Fix data race in MemTable::GetBloomFilter() on ARM weak memory model

hhwyt · hhwyt · commit 3d604a55c2c8 · 2025-11-17T15:11:30.000+08:00
Use release-acquire memory ordering instead of relaxed to ensure
DynamicBloom object is fully initialized before pointer publication.

Problem:
- On ARM (weak memory model), using relaxed ordering allows the pointer
  to be published before DynamicBloom::data_ is initialized
- Readers may see non-null pointer but access uninitialized data_,
  causing crashes

Solution:
- Use memory_order_acquire for load and memory_order_release for store
- This establishes synchronizes-with relationship, guaranteeing readers
  only see fully initialized objects

Performance impact:
- The acquire load executes on every call (hot path in Get/Add operations)
- Overhead is minimal: typically 0-2 cycles on x86 (same as relaxed),
  ~1-3 cycles on ARM (may add memory barrier)
- This overhead is &lt;1% of total latency compared to subsequent bloom
  filter operations (hash computation + memory access)

Signed-off-by: hhwyt &lt;hhwyt1@gmail.com&gt;
diff --git a/db/memtable.h b/db/memtable.h
@@ -719,7 +719,20 @@ class MemTable {
 
   inline DynamicBloom* GetBloomFilter() {
     if (needs_bloom_filter_) {
-      auto ptr = bloom_filter_ptr_.load(std::memory_order_relaxed);
+      // Uses release-acquire to prevent data race on ARM weak memory model.
+      // Without it: Thread1 may publish ptr before DynamicBloom::data_ is
+      // initialized, Thread2 may see non-null ptr but access uninitialized
+      // data_ (crash). With release-acquire: store(release) ensures all prior
+      // writes are visible, load(acquire) ensures we see them, guaranteeing
+      // fully initialized object.

Work required:
Continue the commit about the bloom filter data race from the point where it stops. The listing after this has nothing to do with the commit above.

Extracted data:
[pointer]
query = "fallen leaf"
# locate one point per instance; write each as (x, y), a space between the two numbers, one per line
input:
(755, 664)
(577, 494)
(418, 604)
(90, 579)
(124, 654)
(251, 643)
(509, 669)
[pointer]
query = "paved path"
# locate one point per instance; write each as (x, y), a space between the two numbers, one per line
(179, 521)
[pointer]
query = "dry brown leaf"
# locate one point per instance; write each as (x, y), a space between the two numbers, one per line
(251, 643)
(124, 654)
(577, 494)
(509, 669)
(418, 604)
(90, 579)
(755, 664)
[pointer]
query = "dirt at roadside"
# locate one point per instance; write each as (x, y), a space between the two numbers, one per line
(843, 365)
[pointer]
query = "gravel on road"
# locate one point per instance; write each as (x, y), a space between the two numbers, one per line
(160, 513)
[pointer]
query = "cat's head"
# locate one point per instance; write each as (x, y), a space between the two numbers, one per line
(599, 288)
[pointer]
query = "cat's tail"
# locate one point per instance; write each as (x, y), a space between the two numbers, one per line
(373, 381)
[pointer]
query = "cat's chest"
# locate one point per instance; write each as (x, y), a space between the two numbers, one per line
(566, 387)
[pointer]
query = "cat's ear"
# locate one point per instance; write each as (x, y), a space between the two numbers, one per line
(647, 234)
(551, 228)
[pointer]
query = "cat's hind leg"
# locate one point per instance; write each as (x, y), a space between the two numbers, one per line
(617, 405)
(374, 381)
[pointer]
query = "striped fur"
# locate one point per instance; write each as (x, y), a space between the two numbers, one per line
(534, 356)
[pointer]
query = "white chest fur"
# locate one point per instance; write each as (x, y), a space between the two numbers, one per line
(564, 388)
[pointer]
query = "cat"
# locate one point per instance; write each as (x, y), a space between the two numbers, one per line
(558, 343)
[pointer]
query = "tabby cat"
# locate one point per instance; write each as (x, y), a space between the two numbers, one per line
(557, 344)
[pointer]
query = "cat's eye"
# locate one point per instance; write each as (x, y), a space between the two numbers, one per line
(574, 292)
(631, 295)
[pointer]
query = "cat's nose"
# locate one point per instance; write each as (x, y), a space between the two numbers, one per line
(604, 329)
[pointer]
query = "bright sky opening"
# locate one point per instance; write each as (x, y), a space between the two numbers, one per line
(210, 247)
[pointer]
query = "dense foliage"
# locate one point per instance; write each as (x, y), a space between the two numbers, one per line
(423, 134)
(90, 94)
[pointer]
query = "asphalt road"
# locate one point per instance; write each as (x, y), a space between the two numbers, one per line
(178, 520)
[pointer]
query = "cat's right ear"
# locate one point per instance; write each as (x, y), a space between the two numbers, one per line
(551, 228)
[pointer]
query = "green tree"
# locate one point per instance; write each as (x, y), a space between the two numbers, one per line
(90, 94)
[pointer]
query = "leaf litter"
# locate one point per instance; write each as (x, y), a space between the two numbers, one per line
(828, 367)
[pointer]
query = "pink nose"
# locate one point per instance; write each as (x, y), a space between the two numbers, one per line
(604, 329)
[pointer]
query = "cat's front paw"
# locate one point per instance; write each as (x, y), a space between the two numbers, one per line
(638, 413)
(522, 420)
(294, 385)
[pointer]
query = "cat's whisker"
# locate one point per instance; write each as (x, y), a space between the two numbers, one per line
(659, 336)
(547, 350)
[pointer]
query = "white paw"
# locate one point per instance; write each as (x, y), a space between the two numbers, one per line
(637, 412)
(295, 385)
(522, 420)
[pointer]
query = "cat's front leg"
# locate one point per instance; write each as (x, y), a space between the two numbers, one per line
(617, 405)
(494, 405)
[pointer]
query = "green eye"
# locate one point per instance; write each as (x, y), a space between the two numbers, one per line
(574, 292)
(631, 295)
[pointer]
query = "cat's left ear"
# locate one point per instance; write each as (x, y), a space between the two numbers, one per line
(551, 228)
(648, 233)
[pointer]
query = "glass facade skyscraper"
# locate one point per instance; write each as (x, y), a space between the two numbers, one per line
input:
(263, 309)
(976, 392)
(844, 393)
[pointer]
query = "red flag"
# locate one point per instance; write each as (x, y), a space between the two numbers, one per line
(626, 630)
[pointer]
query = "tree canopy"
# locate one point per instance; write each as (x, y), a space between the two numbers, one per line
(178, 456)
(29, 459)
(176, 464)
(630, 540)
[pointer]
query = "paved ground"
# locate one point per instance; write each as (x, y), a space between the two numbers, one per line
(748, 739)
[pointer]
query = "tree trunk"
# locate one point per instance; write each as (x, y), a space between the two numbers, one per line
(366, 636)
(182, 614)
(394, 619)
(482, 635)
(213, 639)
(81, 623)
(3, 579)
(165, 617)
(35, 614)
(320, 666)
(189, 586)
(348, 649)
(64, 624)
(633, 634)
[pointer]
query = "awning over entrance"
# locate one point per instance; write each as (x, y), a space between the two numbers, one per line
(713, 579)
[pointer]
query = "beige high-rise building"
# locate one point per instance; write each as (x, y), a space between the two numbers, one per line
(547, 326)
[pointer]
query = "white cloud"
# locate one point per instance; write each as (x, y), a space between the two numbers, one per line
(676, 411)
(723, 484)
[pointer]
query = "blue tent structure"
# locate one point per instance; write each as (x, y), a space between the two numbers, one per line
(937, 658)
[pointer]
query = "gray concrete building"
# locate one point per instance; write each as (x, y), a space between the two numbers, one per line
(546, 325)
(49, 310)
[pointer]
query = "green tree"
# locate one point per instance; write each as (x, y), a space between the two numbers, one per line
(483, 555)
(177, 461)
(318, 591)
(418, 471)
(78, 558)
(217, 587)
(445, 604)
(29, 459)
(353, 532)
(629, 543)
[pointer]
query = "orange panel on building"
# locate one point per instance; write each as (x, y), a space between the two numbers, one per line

Exercise output:
+      // Performance: This load() executes on every read/write call (hot path).
+      // On modern CPUs, acquire load has minimal overhead vs relaxed: typically
+      // 0-2 cycles on x86 (both compile to same instruction), and ~1-3 cycles
+      // on ARM (may add a memory barrier). This overhead is negligible compared
+      // to subsequent bloom filter operations (MayContain/Add) which involve
+      // hash computation and memory access, making the acquire cost <1% of
+      // total latency.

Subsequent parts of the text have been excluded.